══ RECORDS SHOWN ══
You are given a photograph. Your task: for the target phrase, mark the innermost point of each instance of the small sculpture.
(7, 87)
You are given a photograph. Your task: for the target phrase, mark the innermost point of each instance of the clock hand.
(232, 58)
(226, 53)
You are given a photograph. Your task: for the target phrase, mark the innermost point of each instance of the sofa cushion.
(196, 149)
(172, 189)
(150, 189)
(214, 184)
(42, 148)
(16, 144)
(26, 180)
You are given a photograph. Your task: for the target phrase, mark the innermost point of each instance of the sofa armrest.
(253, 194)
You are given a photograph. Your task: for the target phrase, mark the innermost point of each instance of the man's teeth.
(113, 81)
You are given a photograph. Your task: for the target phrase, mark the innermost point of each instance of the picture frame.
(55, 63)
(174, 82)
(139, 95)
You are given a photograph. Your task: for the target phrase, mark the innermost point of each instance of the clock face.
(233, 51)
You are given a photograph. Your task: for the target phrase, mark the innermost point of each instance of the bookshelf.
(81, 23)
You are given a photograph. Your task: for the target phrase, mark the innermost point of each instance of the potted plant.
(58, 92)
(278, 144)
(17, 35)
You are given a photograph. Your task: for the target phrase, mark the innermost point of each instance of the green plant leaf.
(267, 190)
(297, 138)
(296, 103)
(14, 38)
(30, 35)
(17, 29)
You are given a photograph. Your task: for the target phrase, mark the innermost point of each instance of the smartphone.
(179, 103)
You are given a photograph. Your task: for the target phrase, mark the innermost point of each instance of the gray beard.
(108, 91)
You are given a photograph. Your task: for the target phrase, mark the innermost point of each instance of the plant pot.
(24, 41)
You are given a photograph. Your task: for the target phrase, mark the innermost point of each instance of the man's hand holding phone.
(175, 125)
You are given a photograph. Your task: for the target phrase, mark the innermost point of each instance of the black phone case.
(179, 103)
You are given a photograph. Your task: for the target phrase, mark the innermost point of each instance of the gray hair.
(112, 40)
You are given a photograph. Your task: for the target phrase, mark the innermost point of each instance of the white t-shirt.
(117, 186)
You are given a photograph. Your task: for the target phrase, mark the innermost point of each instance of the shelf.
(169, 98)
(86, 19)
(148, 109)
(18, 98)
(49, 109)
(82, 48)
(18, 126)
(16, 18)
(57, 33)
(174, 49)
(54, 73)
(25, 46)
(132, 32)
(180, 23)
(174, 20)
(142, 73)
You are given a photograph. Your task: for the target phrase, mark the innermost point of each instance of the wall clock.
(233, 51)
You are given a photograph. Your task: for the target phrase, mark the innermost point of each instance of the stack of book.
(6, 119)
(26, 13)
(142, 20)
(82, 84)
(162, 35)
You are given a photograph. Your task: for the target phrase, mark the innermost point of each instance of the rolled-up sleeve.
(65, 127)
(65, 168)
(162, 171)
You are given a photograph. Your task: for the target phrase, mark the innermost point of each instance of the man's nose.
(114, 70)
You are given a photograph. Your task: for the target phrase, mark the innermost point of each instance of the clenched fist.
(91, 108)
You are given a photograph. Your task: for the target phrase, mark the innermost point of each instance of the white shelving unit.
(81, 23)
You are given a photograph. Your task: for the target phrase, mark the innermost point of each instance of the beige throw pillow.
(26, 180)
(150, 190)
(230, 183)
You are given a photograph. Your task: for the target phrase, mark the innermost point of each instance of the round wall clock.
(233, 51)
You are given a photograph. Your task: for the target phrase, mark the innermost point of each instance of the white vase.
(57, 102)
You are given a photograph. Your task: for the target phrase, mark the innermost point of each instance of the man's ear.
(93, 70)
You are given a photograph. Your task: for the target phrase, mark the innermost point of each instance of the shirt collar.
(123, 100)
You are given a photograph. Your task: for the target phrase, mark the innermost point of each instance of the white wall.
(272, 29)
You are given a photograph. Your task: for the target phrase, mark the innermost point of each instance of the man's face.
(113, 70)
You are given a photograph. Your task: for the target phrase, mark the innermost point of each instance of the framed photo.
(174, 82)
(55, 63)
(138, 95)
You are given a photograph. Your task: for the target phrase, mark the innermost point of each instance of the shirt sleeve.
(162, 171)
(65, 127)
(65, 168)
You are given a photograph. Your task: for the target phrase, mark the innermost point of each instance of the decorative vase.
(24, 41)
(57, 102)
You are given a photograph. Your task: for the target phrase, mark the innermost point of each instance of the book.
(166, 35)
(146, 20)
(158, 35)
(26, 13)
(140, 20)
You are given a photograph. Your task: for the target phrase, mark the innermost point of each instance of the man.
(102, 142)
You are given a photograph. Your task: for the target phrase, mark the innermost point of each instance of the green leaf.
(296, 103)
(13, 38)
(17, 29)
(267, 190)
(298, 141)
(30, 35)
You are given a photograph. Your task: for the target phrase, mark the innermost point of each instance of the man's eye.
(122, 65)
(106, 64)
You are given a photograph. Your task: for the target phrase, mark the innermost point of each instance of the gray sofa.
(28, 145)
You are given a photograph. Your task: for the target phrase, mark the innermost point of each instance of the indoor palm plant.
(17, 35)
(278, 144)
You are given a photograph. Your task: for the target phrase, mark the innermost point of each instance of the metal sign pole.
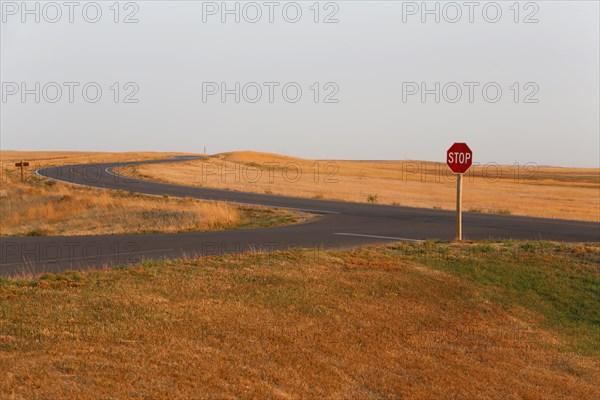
(459, 207)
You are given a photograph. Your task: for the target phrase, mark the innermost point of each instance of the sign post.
(22, 164)
(459, 158)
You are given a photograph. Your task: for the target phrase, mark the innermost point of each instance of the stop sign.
(459, 158)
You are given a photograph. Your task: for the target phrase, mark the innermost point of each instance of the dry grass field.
(43, 207)
(418, 321)
(550, 192)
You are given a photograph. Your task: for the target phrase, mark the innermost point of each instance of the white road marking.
(380, 237)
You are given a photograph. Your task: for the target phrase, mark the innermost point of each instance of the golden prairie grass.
(43, 207)
(569, 193)
(374, 322)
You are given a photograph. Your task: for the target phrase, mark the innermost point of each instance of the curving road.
(341, 225)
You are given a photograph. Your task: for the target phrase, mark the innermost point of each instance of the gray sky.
(377, 54)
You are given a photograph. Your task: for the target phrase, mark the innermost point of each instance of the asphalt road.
(341, 225)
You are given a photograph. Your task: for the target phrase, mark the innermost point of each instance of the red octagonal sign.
(459, 158)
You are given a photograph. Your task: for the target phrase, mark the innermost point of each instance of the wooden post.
(459, 207)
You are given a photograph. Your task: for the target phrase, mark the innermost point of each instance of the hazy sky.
(374, 61)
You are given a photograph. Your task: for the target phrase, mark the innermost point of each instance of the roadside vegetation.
(405, 320)
(569, 193)
(41, 207)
═══
ASSIGNED TASK: Could you print all of the entries exactly, skipping the images?

TASK RESPONSE:
You are given a photograph. Your task: for the target phrase, mark the innermost point of each instance of the small sculpture.
(7, 87)
You are given a photograph. Your task: for the target phrase, mark the innermost point of each instance of the clock hand.
(232, 58)
(226, 53)
You are given a photograph. Your task: for the target phrase, mark the innermost point of each instance of the sofa cushion.
(196, 149)
(172, 189)
(150, 189)
(214, 184)
(42, 148)
(16, 144)
(26, 180)
You are given a photograph. Your task: for the target phrase, mark the innermost point of each instance of the sofa armrest.
(253, 194)
You are given a photograph. Your task: for the target phrase, mark the innermost point of each instance of the man's teeth.
(113, 81)
You are given a photograph. Your task: for the target phrase, mark the innermost point of each instance of the picture frame.
(55, 63)
(174, 82)
(139, 95)
You are given a photograph. Your task: for the target phrase, mark the innermost point of each instance of the clock face.
(233, 51)
You are given a photograph. Your task: for the target phrase, mark the innermost point of each instance of the bookshelf.
(81, 23)
You are given a photograph. Your task: for the target phrase, mark the innermost point of each instance of the potted plant.
(58, 92)
(278, 144)
(17, 35)
You are given a photograph. Your task: for the target phrase, mark the innermost point of each instance of the green plant leaf.
(267, 190)
(297, 138)
(296, 103)
(14, 38)
(30, 35)
(17, 29)
You are given a photograph. Your task: for the target phrase, mark the innermost point of each instance of the smartphone.
(179, 103)
You are given a photograph. Your task: for the target phrase, mark the innermost point of each instance of the gray beard.
(108, 91)
You are given a photograph. Your task: for the target phrase, mark the innermost point of each instance of the plant pot.
(24, 41)
You are given a photograph. Your task: for the target phrase, mark the innermost point of each instance of the man's hand holding phone.
(175, 125)
You are given a photograph. Your task: for the target phrase, mark the innermost point of each instance of the black phone case.
(179, 103)
You are given a photograph. Your task: for the target phrase, mark the innermost point of each instance of the gray hair.
(112, 40)
You are given a photograph. Your task: for the target phrase, mark the innermost point of each instance of the white t-shirt.
(117, 186)
You are given a photograph. Your task: for the target phrase, mark the innermost point of each instance of the shelf.
(169, 98)
(86, 19)
(148, 109)
(18, 98)
(49, 109)
(82, 48)
(18, 126)
(16, 18)
(57, 33)
(174, 49)
(54, 73)
(25, 46)
(132, 32)
(180, 23)
(174, 20)
(142, 73)
You are given a photograph. Your task: for the target phrase, mark the innermost point of each instance of the wall clock.
(233, 51)
You are given a photograph. Your task: for the target phrase, mark the innermost point of each instance of the stack of book.
(6, 119)
(26, 13)
(142, 20)
(82, 84)
(162, 35)
You are given a photograph. Your task: for the target phrase, mark the innermost point of each instance of the rolled-up sleeve.
(65, 127)
(65, 168)
(162, 171)
You are given a photograph. Your task: for the target phrase, mark the innermost point of each instance of the man's nose.
(114, 70)
You are given a photograph. Your task: for the target phrase, mark the innermost point of each instance of the clenched fist.
(91, 108)
You are given a photograph. Your task: for the target phrase, mark the innermost point of each instance of the white shelving unit.
(81, 23)
You are given a photograph. Your task: for the target phrase, mark the innermost point of each instance of the beige throw pillow.
(26, 180)
(150, 190)
(230, 183)
You are given a photograph. Your task: for the target phrase, mark the innermost point of each instance of the round wall clock.
(233, 51)
You are given a photograph. Your task: for the target phrase, mark the innermost point of each instance of the white vase.
(57, 102)
You are given a photograph. Your task: for the target phrase, mark the innermost point of each instance of the man's ear.
(93, 70)
You are given a photograph. Your task: for the target phrase, mark the innermost point of each instance of the shirt collar.
(123, 100)
You are given a photograph. Your task: for the target phrase, mark the innermost point of each instance of the white wall.
(272, 29)
You are given a photograph. Your task: for the target phrase, mark the innermost point of each instance of the man's face.
(113, 70)
You are given a photograph. Your task: for the target phrase, mark the innermost point of each instance of the framed photo.
(174, 82)
(55, 63)
(138, 95)
You are given a photograph. Your task: for the target phrase, mark the innermost point of each instance of the shirt sleeve.
(162, 171)
(65, 127)
(65, 168)
You are given a photograph. Your task: for the target phrase, mark the innermost point of each instance of the decorative vase.
(24, 41)
(57, 102)
You are given a photograph. Your task: for the target phrase, mark the innermost point of each instance of the book.
(166, 35)
(146, 20)
(158, 35)
(26, 13)
(140, 20)
You are given a photograph. Your task: for the target phrase, mark the innermost point of each instance of the man.
(102, 142)
You are given a photograph. Your task: for the target phrase, mark the innermost point of each instance of the green leaf.
(296, 103)
(13, 38)
(17, 29)
(267, 190)
(298, 141)
(30, 35)
You are given a photograph. Your task: for the target phrase, mark the innermost point of each instance of the man's eye.
(122, 65)
(106, 64)
You are given a photograph. Your task: for the target phrase, mark the innermost point of each instance of the gray sofa.
(28, 145)
You are given a photograph. Your task: for the target phrase, mark the innermost point of each instance of the indoor palm plant.
(17, 35)
(278, 144)
You are given a photograph. Your task: for the target phrase, mark the innermost point of each instance of the metal sign pole.
(459, 207)
You are given a photograph. Your task: for the target phrase, mark the innermost point of each instance of the sign post.
(22, 164)
(459, 158)
You are given a photograph. Your task: for the target phrase, mark the innermost point of each instance of the stop sign.
(459, 158)
You are given a photograph. Your task: for the target phrase, mark the innermost point of each instance of the dry grass field.
(43, 207)
(418, 321)
(550, 192)
You are given a photograph. Your task: for the target phrase, mark the innermost point of each instance of the white road marking.
(380, 237)
You are given a photograph. Your task: for the target phrase, mark the innermost point of each instance of the golden prairie grass.
(43, 207)
(569, 193)
(374, 322)
You are given a photograph. Your task: for the target phrase, mark the innermost point of each instance of the curving road.
(341, 225)
You are given a photograph. Your task: for the target phrase, mark the innermost point of each instance of the gray sky.
(377, 54)
You are given a photograph. Your task: for the target phrase, mark the innermost point of each instance of the asphalt road.
(341, 225)
You are given a photograph. Your task: for the target phrase, mark the innermost point of each instance of the red octagonal sign.
(459, 158)
You are given a photograph. Your task: for the target phrase, mark the innermost point of each instance of the wooden post.
(459, 207)
You are given a photograph. Your task: for the target phrase, mark the innermost point of each instance of the hazy sky.
(374, 61)
You are given a photograph. Your task: for the target phrase, mark the innermost point of each instance of the roadside vegetation.
(405, 320)
(569, 193)
(41, 207)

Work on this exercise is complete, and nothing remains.